[Stored data entries]
╔══

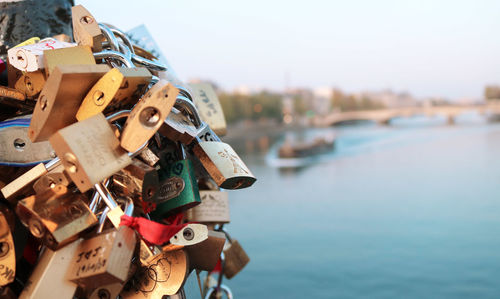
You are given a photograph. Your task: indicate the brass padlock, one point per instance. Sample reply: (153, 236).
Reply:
(61, 97)
(89, 151)
(119, 85)
(214, 208)
(218, 158)
(16, 149)
(191, 234)
(148, 157)
(114, 214)
(205, 255)
(11, 93)
(178, 127)
(137, 179)
(148, 115)
(163, 274)
(50, 180)
(224, 165)
(56, 216)
(7, 253)
(30, 84)
(209, 107)
(107, 291)
(23, 183)
(49, 276)
(235, 257)
(67, 56)
(103, 259)
(86, 30)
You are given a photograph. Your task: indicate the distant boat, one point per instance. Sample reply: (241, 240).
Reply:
(318, 146)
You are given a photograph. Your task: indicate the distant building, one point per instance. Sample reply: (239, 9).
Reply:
(322, 100)
(390, 99)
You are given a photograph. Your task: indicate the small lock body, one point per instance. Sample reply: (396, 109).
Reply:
(224, 165)
(177, 127)
(50, 180)
(7, 253)
(16, 149)
(60, 98)
(137, 180)
(56, 217)
(119, 86)
(29, 58)
(48, 279)
(236, 259)
(89, 151)
(148, 115)
(104, 259)
(163, 274)
(86, 30)
(188, 198)
(205, 255)
(214, 208)
(209, 107)
(67, 56)
(30, 84)
(11, 93)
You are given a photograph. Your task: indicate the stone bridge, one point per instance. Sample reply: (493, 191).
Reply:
(384, 116)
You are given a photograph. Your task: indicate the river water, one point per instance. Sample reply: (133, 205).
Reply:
(410, 210)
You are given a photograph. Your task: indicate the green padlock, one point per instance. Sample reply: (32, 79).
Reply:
(178, 190)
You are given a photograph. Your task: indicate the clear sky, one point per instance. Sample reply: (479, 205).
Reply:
(426, 47)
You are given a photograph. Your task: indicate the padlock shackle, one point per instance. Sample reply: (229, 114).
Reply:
(117, 115)
(184, 104)
(223, 288)
(111, 54)
(110, 37)
(106, 195)
(118, 33)
(96, 198)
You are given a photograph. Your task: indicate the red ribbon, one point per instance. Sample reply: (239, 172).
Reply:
(153, 232)
(2, 66)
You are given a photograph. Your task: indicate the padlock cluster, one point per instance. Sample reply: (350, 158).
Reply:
(112, 171)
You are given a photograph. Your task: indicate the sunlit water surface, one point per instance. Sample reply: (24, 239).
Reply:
(406, 211)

╚══

**DIRECTIONS**:
Provide an exact copy of only the lines from the beginning of the entries through the line containing "You are given a photograph. Your task: indicate the small", both ends included, with no pictures.

**ANSWER AREA**:
You are given a photograph. Your task: indicate the brass padlock, one point per instance. Sample reply: (153, 236).
Reply:
(61, 97)
(89, 151)
(119, 85)
(214, 208)
(218, 158)
(16, 149)
(191, 234)
(148, 157)
(114, 214)
(205, 255)
(11, 93)
(178, 127)
(137, 179)
(148, 115)
(163, 274)
(50, 180)
(224, 165)
(56, 216)
(7, 253)
(30, 84)
(209, 107)
(107, 291)
(23, 183)
(49, 276)
(235, 257)
(67, 56)
(103, 259)
(86, 30)
You are given a photograph. Your task: indicate the distant boat, one point per instance. Sample reply: (241, 240).
Reply:
(318, 146)
You are given a photograph. Your task: indicate the distant building, one point per instance. Sample reply: (239, 9).
Reply:
(322, 100)
(390, 99)
You are given a photograph. Your task: indicate the small lock body, one point per instance. Sample reply: (396, 109).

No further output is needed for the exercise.